> _Brief_: Set down each entry from the block beneath, exactly as written.

··· Records shown

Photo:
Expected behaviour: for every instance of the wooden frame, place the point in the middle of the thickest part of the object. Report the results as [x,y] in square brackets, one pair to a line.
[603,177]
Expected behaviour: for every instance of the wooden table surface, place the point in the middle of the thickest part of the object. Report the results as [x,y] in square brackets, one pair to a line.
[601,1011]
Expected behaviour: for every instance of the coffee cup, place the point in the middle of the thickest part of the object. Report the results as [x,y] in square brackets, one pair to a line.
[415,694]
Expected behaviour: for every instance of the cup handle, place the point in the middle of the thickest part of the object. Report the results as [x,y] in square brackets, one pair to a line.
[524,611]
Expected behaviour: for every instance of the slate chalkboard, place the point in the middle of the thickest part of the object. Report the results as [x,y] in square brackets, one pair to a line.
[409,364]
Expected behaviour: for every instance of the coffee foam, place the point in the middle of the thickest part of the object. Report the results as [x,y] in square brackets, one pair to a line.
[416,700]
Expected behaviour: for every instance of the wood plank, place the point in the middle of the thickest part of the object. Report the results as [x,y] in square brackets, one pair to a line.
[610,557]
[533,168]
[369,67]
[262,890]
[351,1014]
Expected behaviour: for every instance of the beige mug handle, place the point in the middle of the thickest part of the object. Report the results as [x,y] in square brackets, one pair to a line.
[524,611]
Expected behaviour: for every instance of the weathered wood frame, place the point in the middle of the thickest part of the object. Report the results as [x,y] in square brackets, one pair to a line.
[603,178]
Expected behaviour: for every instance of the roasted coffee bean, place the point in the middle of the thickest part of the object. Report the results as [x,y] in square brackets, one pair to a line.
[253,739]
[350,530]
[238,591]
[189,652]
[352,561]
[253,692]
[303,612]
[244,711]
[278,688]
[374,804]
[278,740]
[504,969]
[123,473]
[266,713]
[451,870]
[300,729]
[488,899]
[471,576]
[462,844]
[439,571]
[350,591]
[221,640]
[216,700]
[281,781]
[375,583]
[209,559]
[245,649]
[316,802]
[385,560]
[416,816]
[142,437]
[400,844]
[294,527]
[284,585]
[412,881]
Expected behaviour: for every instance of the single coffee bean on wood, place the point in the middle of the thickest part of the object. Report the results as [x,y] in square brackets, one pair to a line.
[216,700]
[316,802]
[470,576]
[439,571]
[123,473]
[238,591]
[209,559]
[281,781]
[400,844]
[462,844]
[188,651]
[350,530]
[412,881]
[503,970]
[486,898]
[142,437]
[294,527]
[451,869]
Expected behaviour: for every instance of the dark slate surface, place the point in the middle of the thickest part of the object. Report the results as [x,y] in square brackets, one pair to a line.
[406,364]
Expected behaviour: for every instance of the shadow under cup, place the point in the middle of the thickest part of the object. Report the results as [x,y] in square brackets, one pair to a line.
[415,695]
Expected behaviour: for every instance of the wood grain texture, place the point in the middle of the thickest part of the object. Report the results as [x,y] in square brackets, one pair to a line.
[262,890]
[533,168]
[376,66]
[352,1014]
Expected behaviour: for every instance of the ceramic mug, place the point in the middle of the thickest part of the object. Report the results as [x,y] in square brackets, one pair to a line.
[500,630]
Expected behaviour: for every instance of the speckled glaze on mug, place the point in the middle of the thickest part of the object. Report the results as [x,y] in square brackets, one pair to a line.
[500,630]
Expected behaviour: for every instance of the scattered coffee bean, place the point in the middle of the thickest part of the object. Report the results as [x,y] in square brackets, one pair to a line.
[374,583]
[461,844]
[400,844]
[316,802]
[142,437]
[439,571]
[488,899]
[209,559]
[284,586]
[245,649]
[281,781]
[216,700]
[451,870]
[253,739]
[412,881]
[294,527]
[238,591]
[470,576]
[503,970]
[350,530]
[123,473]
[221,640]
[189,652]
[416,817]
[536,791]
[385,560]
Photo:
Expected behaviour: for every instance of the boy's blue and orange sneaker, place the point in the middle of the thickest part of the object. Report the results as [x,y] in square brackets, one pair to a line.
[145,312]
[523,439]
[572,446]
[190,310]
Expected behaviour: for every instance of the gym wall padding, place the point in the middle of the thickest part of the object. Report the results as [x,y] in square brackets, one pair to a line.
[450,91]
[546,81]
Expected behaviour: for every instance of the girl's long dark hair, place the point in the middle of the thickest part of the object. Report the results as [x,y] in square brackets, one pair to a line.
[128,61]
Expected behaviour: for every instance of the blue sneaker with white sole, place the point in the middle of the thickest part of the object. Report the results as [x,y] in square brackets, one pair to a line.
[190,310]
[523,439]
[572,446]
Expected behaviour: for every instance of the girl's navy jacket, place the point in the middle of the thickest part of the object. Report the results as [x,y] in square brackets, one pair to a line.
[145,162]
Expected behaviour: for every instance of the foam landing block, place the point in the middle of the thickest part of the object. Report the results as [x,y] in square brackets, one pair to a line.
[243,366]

······

> _Finished task_:
Photo:
Expected behaviour: for every instance of the wooden frame, place the point in the middle of the thickest part of the object. Report the results as [x,y] in square brackets, one pair to a line.
[603,177]
Expected behaviour: for every instance of the wooden table surface, place the point in the middle of the thickest part of the object. Report the results as [x,y] in square brackets, one pair to a line.
[601,1011]
Expected behaviour: for every instance of the coffee cup, place the point in the middle of the thickest part of the object. Report the results as [x,y] in square brackets, one pair to a line.
[415,694]
Expected behaviour: for every instance of the cup handle, place the point in the middle of the thickest part of the object. Report the results as [x,y] in square brackets, one pair to a line.
[524,611]
Expected behaviour: for every instance of the slate chalkboard, place the point in the middle of the thickest part of the object. Report the results as [x,y] in square brackets, one pair to a line.
[409,364]
Expected behaviour: for every instance of the coffee foam, place the point in the middle of the thickest part of the object. Report the results as [x,y] in square brackets, one pair to a line.
[416,700]
Expected behaviour: for every instance of the wood plank, place the point in the middle of the thickest part of the object. Report the results as [x,y] in square brackets, one pair to a line.
[610,557]
[533,168]
[369,67]
[262,890]
[351,1014]
Expected behaviour: for every instance of the beige mug handle, place the point in the middle of the thickest part of the object. Report the results as [x,y] in square brackets, one pair to a line.
[524,611]
Expected behaviour: for every instance of the weathered wood frame, place the point in the middle of the thickest part of the object. Report the results as [x,y] in square brackets, one pair to a line.
[603,178]
Expected behaviour: for every instance of the roasted coffee bean, place the point in the middle of the thickest part of the object. Report the results as [x,y] in square brackets, one pair to a line.
[253,739]
[350,530]
[238,591]
[189,652]
[352,561]
[253,692]
[303,612]
[244,711]
[278,688]
[374,804]
[278,740]
[504,969]
[123,473]
[266,713]
[451,870]
[300,729]
[488,899]
[471,576]
[462,844]
[439,571]
[350,591]
[221,640]
[216,700]
[281,781]
[375,583]
[209,559]
[245,649]
[316,802]
[385,560]
[416,816]
[142,437]
[400,844]
[294,527]
[284,585]
[412,881]
Expected behaviour: for every instance of the single coffee bean on wood, place the point in the middle of the thickest part of the object. Report the results as [x,y] in square brackets, one pair to a line.
[216,700]
[316,802]
[470,576]
[439,571]
[123,473]
[238,591]
[209,559]
[281,781]
[400,844]
[462,844]
[188,651]
[350,530]
[412,881]
[503,970]
[486,898]
[142,437]
[294,527]
[451,869]
Expected behaviour: for every instance of the dark slate surface, place the point in the middle of the thickest part of the object. Report the results as [x,y] in square brackets, one pair to a line.
[406,364]
Expected behaviour: for every instance of the shadow under cup, place the point in the middle of the thickest part of the object. Report the results as [x,y] in square brackets, one pair to a line.
[415,695]
Expected behaviour: for every instance of the wood grain texture, place the point in the middle of the thickest part of the object. Report the results as [x,y] in square brackets, one pair to a line.
[262,890]
[533,168]
[376,66]
[352,1014]
Expected behaviour: for every instance of the ceramic mug, place the point in the middle of the thickest part of the object. Report the results as [x,y] in square brackets, one pair to a line.
[500,630]
Expected behaviour: for every instance of the speckled glaze on mug, place the point in the middle of the thickest part of the object. Report the results as [x,y] in square brackets, one pair to a line.
[500,630]
Expected behaviour: for every instance of the scattered coffee bean, place the point in the middle of the thickest part of the object. Report the results as [x,y] in square brackets, one pair to a line.
[374,583]
[461,844]
[400,844]
[316,802]
[142,437]
[439,571]
[488,899]
[209,559]
[284,586]
[245,649]
[281,781]
[216,700]
[451,870]
[253,739]
[412,881]
[294,527]
[238,591]
[470,576]
[503,970]
[350,530]
[123,473]
[221,640]
[189,652]
[416,817]
[536,791]
[385,560]
Photo:
Expected behaviour: for every instance of the boy's blue and orange sneaker, place the point in the middle of the thickest part of the object. Report the results as [x,y] in square brackets, one pair to a line.
[145,312]
[523,439]
[572,446]
[190,310]
Expected behaviour: for every instance of the gym wall padding, place the point in the middle of the thickest part of the object. Report the results as [x,y] in square brackets, one pair to a line.
[450,91]
[546,81]
Expected behaviour: for every instance of the girl's long dark hair, place the point in the middle of the thickest part of the object. Report the results as [x,y] in square brackets, one pair to a line.
[128,61]
Expected behaviour: for every instance of the blue sneaker with white sole, place the point in the middle of the thickest part of the object. Report the results as [x,y] in square brackets, one pair to a line.
[190,310]
[523,439]
[572,446]
Expected behaviour: for every instance of the girl's navy jacket, place the point in the middle of the thickest part of the object. Report the results as [x,y] in square brackets, one pair to a line.
[145,162]
Expected behaviour: for every instance of the foam landing block, place the point in the middle of the thickest part of the object. Report the results as [x,y] in square brackets, one pair to a line.
[243,366]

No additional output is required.